Starting at the first line and ending at the one with "# put one marker on each instance of the beige", give the lines of the listing again exactly, and nothing else; skip the pictures.

**EXTRACTED RECORDS**
----------------
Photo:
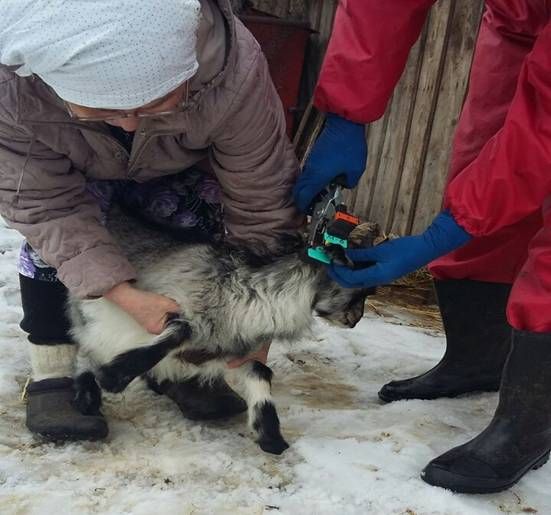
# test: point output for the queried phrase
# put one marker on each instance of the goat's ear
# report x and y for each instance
(338, 255)
(364, 235)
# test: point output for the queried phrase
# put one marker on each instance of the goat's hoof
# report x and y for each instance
(113, 382)
(273, 445)
(87, 394)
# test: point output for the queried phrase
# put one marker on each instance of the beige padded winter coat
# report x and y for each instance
(235, 118)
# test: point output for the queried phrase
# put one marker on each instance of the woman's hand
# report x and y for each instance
(149, 309)
(396, 258)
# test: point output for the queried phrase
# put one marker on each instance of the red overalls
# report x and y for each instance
(499, 185)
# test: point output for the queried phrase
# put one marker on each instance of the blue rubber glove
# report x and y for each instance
(341, 149)
(395, 258)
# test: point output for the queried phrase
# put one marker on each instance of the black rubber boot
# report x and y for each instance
(478, 340)
(52, 414)
(518, 438)
(202, 401)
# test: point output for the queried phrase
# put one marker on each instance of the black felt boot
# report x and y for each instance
(518, 438)
(202, 401)
(478, 340)
(51, 412)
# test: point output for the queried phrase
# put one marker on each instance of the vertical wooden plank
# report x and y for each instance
(320, 15)
(423, 115)
(463, 30)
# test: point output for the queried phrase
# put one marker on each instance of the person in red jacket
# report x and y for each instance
(490, 249)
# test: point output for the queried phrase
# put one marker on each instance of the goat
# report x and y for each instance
(233, 301)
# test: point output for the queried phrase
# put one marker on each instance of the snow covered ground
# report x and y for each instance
(349, 453)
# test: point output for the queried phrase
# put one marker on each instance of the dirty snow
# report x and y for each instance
(349, 454)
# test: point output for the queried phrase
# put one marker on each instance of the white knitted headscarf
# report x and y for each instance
(108, 54)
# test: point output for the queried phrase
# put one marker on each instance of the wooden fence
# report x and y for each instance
(409, 147)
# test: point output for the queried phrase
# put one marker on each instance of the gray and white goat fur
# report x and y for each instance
(232, 301)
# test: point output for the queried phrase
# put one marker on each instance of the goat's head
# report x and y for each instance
(345, 306)
(341, 306)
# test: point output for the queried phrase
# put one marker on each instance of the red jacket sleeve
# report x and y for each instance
(367, 54)
(511, 177)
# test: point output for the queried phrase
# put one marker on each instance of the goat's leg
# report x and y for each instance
(87, 394)
(256, 378)
(123, 368)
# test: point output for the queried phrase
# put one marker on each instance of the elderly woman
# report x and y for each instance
(129, 94)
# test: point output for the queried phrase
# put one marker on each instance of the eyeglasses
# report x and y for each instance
(142, 112)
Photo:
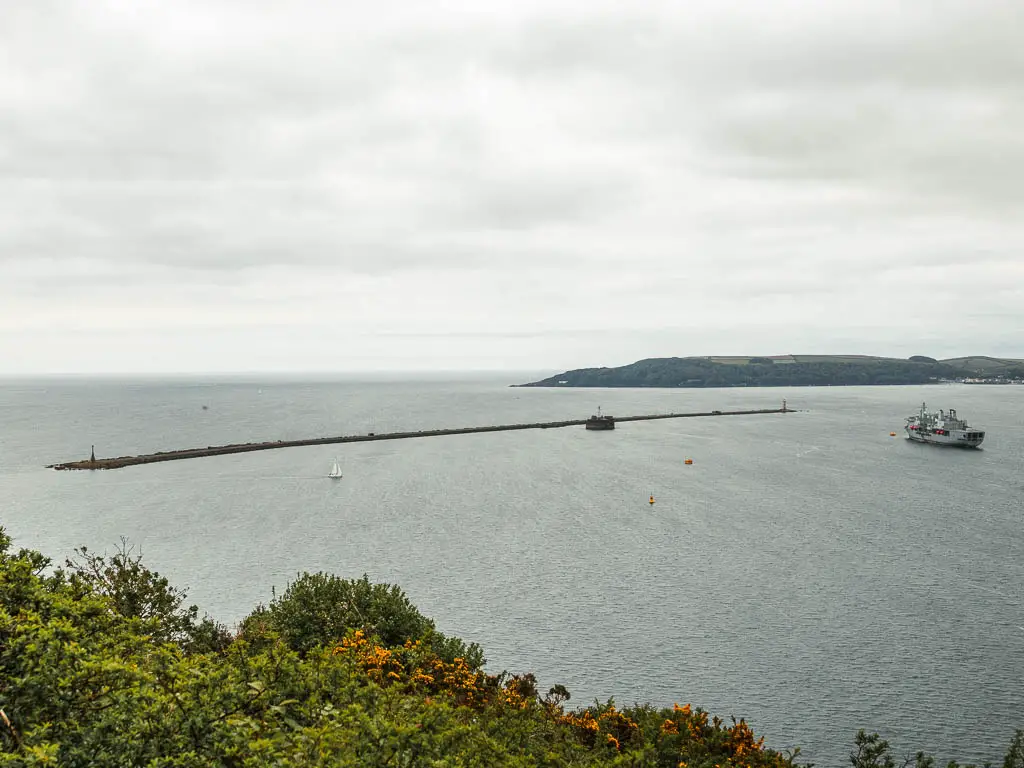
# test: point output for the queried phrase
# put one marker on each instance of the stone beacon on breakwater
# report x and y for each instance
(598, 422)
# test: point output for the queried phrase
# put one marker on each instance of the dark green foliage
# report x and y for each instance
(99, 669)
(136, 592)
(321, 608)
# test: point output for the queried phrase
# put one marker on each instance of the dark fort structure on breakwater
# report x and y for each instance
(602, 423)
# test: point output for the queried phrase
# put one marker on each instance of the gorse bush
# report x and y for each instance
(102, 665)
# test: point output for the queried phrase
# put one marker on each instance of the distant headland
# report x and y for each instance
(793, 371)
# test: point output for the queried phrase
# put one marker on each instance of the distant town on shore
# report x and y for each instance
(793, 371)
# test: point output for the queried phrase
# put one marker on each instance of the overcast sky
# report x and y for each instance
(221, 186)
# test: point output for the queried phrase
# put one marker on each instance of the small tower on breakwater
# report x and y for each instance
(600, 422)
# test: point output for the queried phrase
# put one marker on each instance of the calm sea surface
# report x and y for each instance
(808, 571)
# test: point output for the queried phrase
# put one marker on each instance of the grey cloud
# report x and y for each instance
(514, 169)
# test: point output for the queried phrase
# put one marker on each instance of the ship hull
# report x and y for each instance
(942, 439)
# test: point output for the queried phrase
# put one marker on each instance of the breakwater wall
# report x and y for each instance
(243, 448)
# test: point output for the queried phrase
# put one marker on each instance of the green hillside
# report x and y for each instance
(790, 371)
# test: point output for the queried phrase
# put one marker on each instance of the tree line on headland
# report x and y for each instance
(790, 371)
(102, 664)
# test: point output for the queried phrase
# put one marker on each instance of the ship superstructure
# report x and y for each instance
(942, 428)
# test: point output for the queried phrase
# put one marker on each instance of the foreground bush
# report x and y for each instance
(101, 666)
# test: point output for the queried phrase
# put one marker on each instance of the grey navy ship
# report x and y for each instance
(942, 428)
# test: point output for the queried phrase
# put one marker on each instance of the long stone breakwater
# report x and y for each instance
(242, 448)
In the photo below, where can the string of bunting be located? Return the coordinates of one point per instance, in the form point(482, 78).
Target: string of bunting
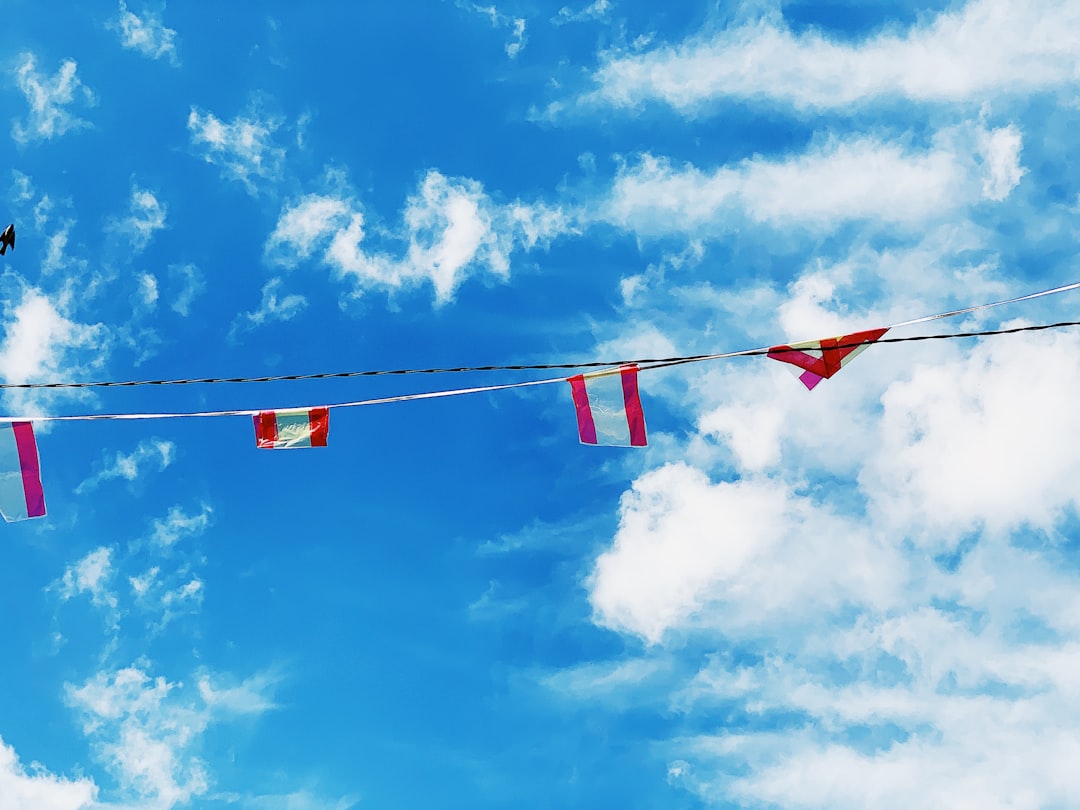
point(607, 403)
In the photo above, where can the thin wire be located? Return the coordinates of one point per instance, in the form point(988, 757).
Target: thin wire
point(613, 368)
point(524, 367)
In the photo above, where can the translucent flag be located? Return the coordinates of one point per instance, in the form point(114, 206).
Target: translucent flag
point(293, 428)
point(609, 408)
point(821, 359)
point(21, 493)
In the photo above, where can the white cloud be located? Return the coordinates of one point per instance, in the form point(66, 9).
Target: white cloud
point(982, 441)
point(177, 524)
point(39, 790)
point(595, 10)
point(147, 215)
point(451, 228)
point(271, 309)
point(149, 453)
point(147, 294)
point(984, 48)
point(147, 35)
point(687, 549)
point(243, 148)
point(147, 729)
point(854, 179)
point(191, 284)
point(514, 25)
point(41, 345)
point(252, 696)
point(1000, 150)
point(92, 575)
point(49, 99)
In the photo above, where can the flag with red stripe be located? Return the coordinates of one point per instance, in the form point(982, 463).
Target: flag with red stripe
point(278, 430)
point(21, 493)
point(608, 408)
point(821, 359)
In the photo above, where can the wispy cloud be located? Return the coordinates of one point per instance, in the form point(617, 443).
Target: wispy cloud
point(984, 48)
point(92, 575)
point(50, 99)
point(151, 453)
point(177, 524)
point(147, 729)
point(595, 10)
point(146, 216)
point(272, 308)
point(840, 180)
point(244, 147)
point(146, 34)
point(450, 229)
point(514, 25)
point(191, 284)
point(36, 788)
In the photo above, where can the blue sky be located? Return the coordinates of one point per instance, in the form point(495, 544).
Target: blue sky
point(861, 596)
----------------
**RESPONSE TO THIS EXERCISE**
Photo:
# test: point output for the queried phrase
# put one marker on each instance of the goat's ear
# report x and y for each instance
(338, 255)
(364, 235)
# test: point output for the queried phrase
# put one marker on each instance of the goat's hoof
# report x and y for each instance
(113, 382)
(273, 445)
(87, 394)
# test: point output for the queried phrase
# put one marker on each instance of the beige padded winter coat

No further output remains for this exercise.